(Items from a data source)

-- Begin --

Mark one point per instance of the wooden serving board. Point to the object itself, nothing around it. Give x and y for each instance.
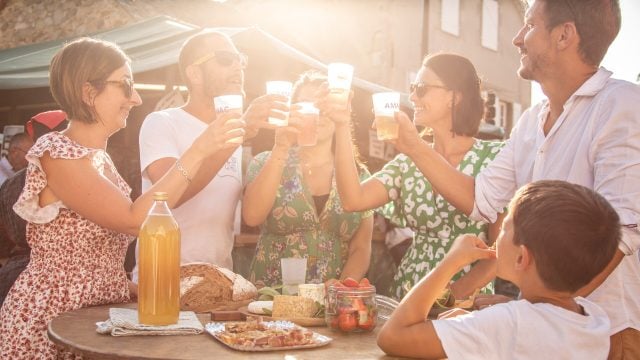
(299, 321)
(221, 315)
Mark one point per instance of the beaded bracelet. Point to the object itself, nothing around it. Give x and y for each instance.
(183, 171)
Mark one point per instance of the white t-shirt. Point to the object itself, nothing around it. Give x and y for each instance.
(594, 143)
(522, 330)
(206, 220)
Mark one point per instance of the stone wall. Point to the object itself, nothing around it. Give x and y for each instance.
(24, 22)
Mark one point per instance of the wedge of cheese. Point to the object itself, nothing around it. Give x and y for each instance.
(258, 307)
(293, 306)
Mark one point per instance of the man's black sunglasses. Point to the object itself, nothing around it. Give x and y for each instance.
(421, 88)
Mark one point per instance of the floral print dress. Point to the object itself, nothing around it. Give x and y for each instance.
(435, 222)
(74, 263)
(293, 228)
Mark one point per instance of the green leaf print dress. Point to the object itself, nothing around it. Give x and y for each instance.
(294, 229)
(434, 221)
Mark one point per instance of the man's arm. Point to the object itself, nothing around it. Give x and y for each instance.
(205, 174)
(616, 173)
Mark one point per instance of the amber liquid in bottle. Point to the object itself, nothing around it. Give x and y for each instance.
(159, 266)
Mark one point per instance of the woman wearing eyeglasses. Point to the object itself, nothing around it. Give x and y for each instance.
(80, 218)
(446, 99)
(291, 193)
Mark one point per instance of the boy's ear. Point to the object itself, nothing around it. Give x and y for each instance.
(88, 93)
(524, 258)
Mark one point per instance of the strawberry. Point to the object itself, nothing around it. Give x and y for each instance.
(364, 283)
(350, 282)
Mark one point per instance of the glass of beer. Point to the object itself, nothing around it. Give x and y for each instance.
(309, 118)
(385, 105)
(279, 88)
(339, 77)
(233, 104)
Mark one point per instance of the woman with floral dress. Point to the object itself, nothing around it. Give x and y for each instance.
(446, 100)
(291, 192)
(80, 218)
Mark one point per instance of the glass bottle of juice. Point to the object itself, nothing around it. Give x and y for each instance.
(159, 266)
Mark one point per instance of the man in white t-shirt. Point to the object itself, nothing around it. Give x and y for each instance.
(557, 237)
(586, 132)
(211, 66)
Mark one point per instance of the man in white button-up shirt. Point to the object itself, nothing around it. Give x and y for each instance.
(587, 132)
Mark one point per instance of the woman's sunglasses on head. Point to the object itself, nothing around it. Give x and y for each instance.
(223, 58)
(125, 84)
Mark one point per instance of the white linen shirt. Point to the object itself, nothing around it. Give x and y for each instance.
(522, 330)
(595, 143)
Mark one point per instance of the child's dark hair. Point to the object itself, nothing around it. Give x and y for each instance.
(571, 231)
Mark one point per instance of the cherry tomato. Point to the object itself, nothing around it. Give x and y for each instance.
(347, 322)
(367, 325)
(358, 304)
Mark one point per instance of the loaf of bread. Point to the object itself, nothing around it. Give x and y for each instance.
(293, 306)
(206, 287)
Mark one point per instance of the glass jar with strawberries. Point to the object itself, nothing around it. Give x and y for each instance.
(351, 306)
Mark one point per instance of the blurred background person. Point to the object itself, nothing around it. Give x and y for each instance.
(15, 226)
(290, 191)
(15, 161)
(447, 100)
(80, 217)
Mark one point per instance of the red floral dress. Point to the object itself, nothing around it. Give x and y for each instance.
(74, 263)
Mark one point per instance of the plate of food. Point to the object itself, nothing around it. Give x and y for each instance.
(305, 309)
(297, 309)
(257, 335)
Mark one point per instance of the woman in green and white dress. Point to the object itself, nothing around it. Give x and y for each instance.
(447, 100)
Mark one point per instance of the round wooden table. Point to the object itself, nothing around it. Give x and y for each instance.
(76, 331)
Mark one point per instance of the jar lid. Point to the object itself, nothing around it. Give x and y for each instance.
(160, 196)
(365, 290)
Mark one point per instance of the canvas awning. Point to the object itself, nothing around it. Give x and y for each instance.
(151, 44)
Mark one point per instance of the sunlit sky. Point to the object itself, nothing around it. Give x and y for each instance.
(623, 57)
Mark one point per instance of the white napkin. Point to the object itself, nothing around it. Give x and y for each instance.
(124, 322)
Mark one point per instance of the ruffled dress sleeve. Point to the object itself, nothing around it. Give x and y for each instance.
(59, 147)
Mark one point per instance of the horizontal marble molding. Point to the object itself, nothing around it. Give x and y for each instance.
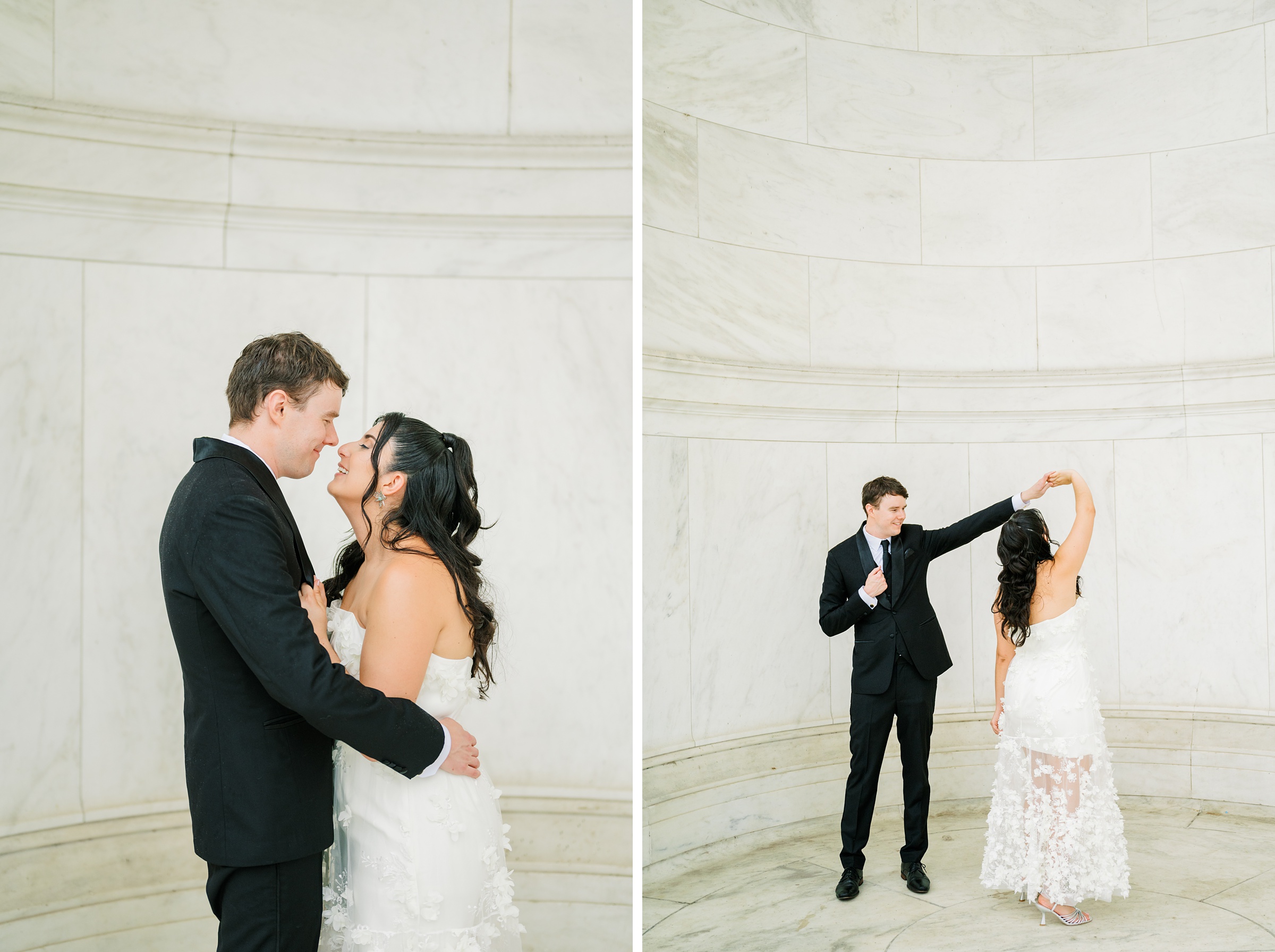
(572, 864)
(695, 398)
(158, 190)
(1006, 27)
(734, 186)
(699, 796)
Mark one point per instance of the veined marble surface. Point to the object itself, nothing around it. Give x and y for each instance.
(1200, 881)
(490, 66)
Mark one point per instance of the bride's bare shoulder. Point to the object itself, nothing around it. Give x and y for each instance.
(413, 571)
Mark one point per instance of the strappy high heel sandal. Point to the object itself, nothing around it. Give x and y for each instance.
(1074, 918)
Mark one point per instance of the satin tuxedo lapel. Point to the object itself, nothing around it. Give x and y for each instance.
(207, 448)
(865, 552)
(898, 564)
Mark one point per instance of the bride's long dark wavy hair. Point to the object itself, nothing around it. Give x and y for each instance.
(1023, 546)
(440, 506)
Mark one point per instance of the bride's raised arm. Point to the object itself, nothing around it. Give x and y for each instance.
(1072, 552)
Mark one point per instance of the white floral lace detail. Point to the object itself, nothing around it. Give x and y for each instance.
(411, 911)
(1055, 823)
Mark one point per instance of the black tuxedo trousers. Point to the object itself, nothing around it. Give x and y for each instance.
(911, 701)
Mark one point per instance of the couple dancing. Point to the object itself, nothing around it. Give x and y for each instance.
(1055, 830)
(278, 666)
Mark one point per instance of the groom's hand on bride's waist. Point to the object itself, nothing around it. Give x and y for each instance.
(463, 759)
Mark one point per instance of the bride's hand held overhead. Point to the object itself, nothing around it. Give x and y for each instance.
(1038, 488)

-- End --

> WHAT TO PRODUCE: Convert the lines above into a numbered list, omitting blank lines and leaving out the pictures.

> TASK RESULT:
1. Mark one point per instance of the wooden serving board. Point to the object itself, nothing around it. Give x and y for each instance.
2. (299, 321)
3. (221, 315)
4. Mark one point per instance of the beaded bracelet. Point to the object itself, nothing around it. Give x and y for each instance.
5. (183, 171)
6. Mark one point per instance of the white t-shirt. Point to the object itself, nothing around it. Give x and y for each instance.
7. (594, 143)
8. (522, 330)
9. (206, 220)
10. Mark one point per instance of the stone wall. Point to the object itself, nothing around it. Give x and y for each instance.
11. (24, 22)
12. Mark one point per instance of the wedge of cheese. Point to the object itself, nothing around it. Give x and y for each instance.
13. (258, 307)
14. (293, 306)
15. Mark one point per instance of the man's black sunglasses. Point to the object itself, nothing around it. Give x and y for each instance.
16. (421, 88)
17. Mark one point per instance of the floral print dress. Point to the object itself, nothing around it. Give x and y for each instance.
18. (435, 222)
19. (74, 263)
20. (293, 228)
21. Mark one point per instance of the green leaf print dress. Point to the object itself, nothing around it. Give x and y for each instance.
22. (294, 229)
23. (434, 221)
24. Mark one point per instance of the man's arm. Point to the object itself, nothing around it. Give x and y for each instance.
25. (205, 174)
26. (616, 173)
27. Mark one point per instance of the amber liquid in bottle. Point to the object itself, nothing around it. Give x and y for each instance.
28. (159, 266)
29. Mark one point per instance of the woman wearing eyeglasses. Point to the object itself, nothing around it. Give x and y for each instance.
30. (80, 218)
31. (446, 99)
32. (291, 193)
33. Mark one point per instance of the boy's ear. Point to the object itself, nothing around it. Give x and y for each instance.
34. (88, 93)
35. (524, 258)
36. Mark one point per instance of the strawberry. Point to the object itself, nothing around it. Give x and y for each instance.
37. (364, 283)
38. (350, 282)
39. Mark one point per instance of the glass of beer. Point to the object itself, nothing around it. Give x and y for each instance.
40. (309, 118)
41. (385, 105)
42. (279, 88)
43. (339, 77)
44. (233, 104)
45. Mark one point per instance of the woman with floral dress. Point to the object itself, nothing around it. Give x and y for each instance.
46. (446, 100)
47. (291, 192)
48. (80, 218)
49. Mark one point per instance of the glass bottle of juice. Point to the object itself, nothing around it. Give x and y for each instance.
50. (159, 266)
51. Mark one point per instance of the man in white t-shirt. Point to the object itself, nothing around it. Give x and y for each instance.
52. (557, 237)
53. (586, 132)
54. (211, 66)
55. Mark one point per instance of the man in white button-up shirt. Point to the object itself, nothing around it. Give x and y for each instance.
56. (587, 132)
57. Mark one point per instance of the woman's sunglasses on head. Point to the object itself, nothing around it. Give x and y for each instance.
58. (223, 58)
59. (125, 84)
60. Mark one point per instance of the white linen shirt. Point to the object itself, nothing around it. Give x and y for each instance.
61. (522, 330)
62. (595, 143)
63. Mark one point per instance of the child's dark hair. Point to the object itself, nothing around it. Give x and y for each instance.
64. (571, 231)
65. Mark one point per instance of the cherry tomato. Point to the object itself, nothing around it. Give x and y for each instance.
66. (347, 322)
67. (367, 325)
68. (358, 304)
69. Mark one point per instance of the loaf of bread. Point to the object itself, nothing around it. Give x and y for each instance.
70. (293, 306)
71. (206, 287)
72. Mark one point per instance of the glass jar with strawberries. Point to the object itself, nothing around it. Give x and y for each instance.
73. (351, 306)
74. Mark one point per instance of the blurred background person. Point to the object itself, nothing around it. Give x and y for each instance.
75. (15, 226)
76. (290, 191)
77. (15, 161)
78. (447, 100)
79. (80, 217)
80. Mark one point per instance of the red floral dress. Point to the object itself, nothing around it. Give x and y for each instance.
81. (74, 263)
82. Mark one point per instance of the plate of food. Point to the object itself, nothing around it. Give x and y for each instance.
83. (305, 309)
84. (297, 309)
85. (257, 335)
86. Mark one point per instance of the woman in green and white dress. Point to the object itself, nothing around it. Give x and y for each instance.
87. (447, 100)
88. Mark one point per instance of the round wooden table. Point to the object itself, nothing around it. Give x and y for each instance.
89. (76, 331)
90. Mark one point per instance of the jar lid. Point to the object itself, nothing around it. Give x and y for each instance.
91. (160, 196)
92. (365, 290)
93. Mark one point per instance of the canvas awning. Point to the object itself, nothing around it. Give x and y for each instance.
94. (151, 44)
95. Mark one point per instance of the sunlit sky. Point to the object itself, nothing around it. Give x and y for each instance.
96. (623, 57)
97. Mark one point per instance of the white napkin. Point to the object itself, nothing around it. Give x and y for each instance.
98. (124, 322)
99. Mark one point per instance of the ruffled dress sleeve. Point to the object itself, nothing around it. Give x and y for each instance.
100. (59, 147)
101. Mark one point per instance of the horizontal marble molding. Point to the object itself, nothing around it. Give x and y for each instance.
102. (572, 864)
103. (695, 398)
104. (158, 190)
105. (1006, 27)
106. (734, 186)
107. (699, 796)
108. Mark one point per instance of the veined marble surface. Point to the object itself, nothing around it. Give x and y for each instance.
109. (1200, 881)
110. (490, 66)
111. Mark one point per instance of the bride's bare shoulder. Point to the object itself, nothing around it. Give x and y for each instance.
112. (413, 571)
113. Mark one point per instance of the strappy high heel sandal. Point to the object itself, nothing around it. Give x and y for each instance.
114. (1074, 918)
115. Mark one point per instance of the satin tuxedo lapel. Point to the object itself, nothing around it. Give x and y for each instance.
116. (207, 448)
117. (865, 552)
118. (898, 564)
119. Mark one point per instance of the bride's long dark wavy hair. Point to the object itself, nothing around it. Give x and y for each instance.
120. (1023, 546)
121. (440, 506)
122. Mark one point per instance of the bride's raised arm. Point to the object itself, nothing around it. Give x and y for each instance.
123. (1072, 552)
124. Mark one point per instance of the white floral lace detail. Point to the object itself, nothing around it. Give x and y for each instance.
125. (411, 911)
126. (1055, 823)
127. Mark one point per instance of the black tuxedo trousers. Point to the object itself, nothing around it. Give x and y for each instance.
128. (911, 701)
129. Mark one point per instance of the couple dancing. Point to the object itself, nothing around it. Give x and y for each instance.
130. (1055, 830)
131. (278, 666)
132. Mark one point per instance of the groom's hand on bride's waist. Point to the object itself, nothing around it. Give x and y for each instance.
133. (463, 759)
134. Mark one point per instance of the bride's hand held overhead. Point to the object itself, nothing around it. Give x and y for each instance.
135. (1038, 488)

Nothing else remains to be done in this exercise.